Supplied text
>> Begin
Should the federal government be able to add you to a terrorism watch list just because of your religion? Because you bought a computer at Best Buy? After you waited at a train station for your mother? Shouldn’t you have to have done something suspicious before you’re placed on a government list that keeps you from flying or traveling abroad?

That’s the question recently put to the 9th Circuit Court of Appeals. Five California men sued the federal government after they were apparently placed on a terrorism watch list for non-suspicious activities like those described above. Their placement on this watch list led them to be questioned by police despite having done nothing wrong.

Primarily, the men argue that the National Suspicious Activity Reporting Initiative (NSI) flags people as potential threats without reasonable suspicion of criminal activity, which they say violates a longstanding rule requiring reasonable suspicion before intelligence can be collected on Americans.

How the NSI works is that state and local police submit “suspicious activity reports” about people in their jurisdictions. These reports are then analyzed using a “functional standard” that defines suspicious activity as “observed behavior reasonably indicative of pre-operational planning related to terrorism or other criminal activity.”

The government argues that suspicious activity reports are not the product of an investigation meant to result in criminal prosecution, so they don’t count as the type of intelligence that requires reasonable suspicion?

That said, innocent behaviors such as being a member of a certain religion, shopping at Best Buy or waiting for a parent’s train are presumably not activities that would meet the functional standard. How did the California men end up on a terrorism watch list for these activities?
>> End
Information provided
>> Begin
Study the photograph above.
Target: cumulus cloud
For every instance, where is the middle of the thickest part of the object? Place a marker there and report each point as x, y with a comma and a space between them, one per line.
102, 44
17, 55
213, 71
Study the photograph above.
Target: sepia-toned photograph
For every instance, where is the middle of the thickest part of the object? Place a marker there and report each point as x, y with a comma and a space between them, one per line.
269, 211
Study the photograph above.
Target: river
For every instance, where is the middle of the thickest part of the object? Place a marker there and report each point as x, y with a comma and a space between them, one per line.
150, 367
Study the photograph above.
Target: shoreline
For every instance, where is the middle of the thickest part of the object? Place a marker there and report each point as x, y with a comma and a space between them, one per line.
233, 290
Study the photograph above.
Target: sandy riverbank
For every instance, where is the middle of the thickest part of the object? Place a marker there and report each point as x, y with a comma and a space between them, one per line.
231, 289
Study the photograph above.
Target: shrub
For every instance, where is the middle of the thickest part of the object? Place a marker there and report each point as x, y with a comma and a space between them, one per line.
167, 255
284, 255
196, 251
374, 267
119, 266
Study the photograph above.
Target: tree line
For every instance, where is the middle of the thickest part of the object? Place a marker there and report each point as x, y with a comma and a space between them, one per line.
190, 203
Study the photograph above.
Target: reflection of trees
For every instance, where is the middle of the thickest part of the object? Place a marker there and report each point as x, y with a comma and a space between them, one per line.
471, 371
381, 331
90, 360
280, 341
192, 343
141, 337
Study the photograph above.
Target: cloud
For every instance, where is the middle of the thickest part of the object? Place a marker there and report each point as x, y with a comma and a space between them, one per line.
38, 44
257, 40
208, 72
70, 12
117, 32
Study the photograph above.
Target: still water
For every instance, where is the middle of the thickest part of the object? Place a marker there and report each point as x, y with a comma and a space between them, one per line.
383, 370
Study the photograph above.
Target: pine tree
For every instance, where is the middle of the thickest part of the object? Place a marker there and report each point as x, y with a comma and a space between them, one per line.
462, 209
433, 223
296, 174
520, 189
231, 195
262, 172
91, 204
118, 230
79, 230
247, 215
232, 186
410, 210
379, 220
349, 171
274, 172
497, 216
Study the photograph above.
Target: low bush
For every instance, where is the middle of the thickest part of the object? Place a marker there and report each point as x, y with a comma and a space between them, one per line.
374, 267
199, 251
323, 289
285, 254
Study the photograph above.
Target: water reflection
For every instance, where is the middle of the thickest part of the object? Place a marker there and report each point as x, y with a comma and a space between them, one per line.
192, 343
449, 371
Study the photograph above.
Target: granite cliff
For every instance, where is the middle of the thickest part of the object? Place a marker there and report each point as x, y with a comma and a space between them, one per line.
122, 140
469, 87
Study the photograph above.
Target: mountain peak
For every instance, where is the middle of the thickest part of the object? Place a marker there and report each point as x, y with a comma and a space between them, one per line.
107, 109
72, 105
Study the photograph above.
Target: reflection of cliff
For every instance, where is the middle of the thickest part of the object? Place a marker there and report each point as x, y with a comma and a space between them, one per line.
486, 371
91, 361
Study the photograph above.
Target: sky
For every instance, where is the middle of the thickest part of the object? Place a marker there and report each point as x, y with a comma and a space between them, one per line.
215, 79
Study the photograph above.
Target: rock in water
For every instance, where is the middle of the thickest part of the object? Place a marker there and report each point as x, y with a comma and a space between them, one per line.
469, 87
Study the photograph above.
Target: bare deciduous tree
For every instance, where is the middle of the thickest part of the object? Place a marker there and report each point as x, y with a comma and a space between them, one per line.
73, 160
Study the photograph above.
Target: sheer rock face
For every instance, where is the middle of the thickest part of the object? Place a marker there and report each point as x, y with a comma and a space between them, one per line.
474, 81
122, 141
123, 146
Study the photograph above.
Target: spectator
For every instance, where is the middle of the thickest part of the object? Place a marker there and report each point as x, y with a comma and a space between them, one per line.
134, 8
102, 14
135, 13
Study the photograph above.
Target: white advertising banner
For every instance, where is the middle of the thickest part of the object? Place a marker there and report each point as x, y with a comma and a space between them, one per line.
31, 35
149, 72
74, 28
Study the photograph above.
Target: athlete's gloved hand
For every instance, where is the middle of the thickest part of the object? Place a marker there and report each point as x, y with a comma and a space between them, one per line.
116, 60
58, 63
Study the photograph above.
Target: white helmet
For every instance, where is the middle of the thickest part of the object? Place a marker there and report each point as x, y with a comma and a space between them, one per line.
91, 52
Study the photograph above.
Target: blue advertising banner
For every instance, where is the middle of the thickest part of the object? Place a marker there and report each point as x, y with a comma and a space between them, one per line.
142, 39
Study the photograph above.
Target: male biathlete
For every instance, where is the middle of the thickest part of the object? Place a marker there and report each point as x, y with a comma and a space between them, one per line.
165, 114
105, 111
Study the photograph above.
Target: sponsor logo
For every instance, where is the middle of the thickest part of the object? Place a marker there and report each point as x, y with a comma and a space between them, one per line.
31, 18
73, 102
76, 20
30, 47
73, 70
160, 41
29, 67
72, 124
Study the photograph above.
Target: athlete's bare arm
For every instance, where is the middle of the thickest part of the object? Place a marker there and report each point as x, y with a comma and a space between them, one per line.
>> End
Tasks and exercises
(1) From the watch list article, pull out the passage that opens with the words containing "How the NSI" and closes with "requires reasonable suspicion?", copying it word for word.
(2) According to the watch list article, which court was recently asked to consider the California men's case?

Written answers
(1)
How the NSI works is that state and local police submit “suspicious activity reports” about people in their jurisdictions. These reports are then analyzed using a “functional standard” that defines suspicious activity as “observed behavior reasonably indicative of pre-operational planning related to terrorism or other criminal activity.”

The government argues that suspicious activity reports are not the product of an investigation meant to result in criminal prosecution, so they don’t count as the type of intelligence that requires reasonable suspicion?

(2) The 9th Circuit Court of Appeals.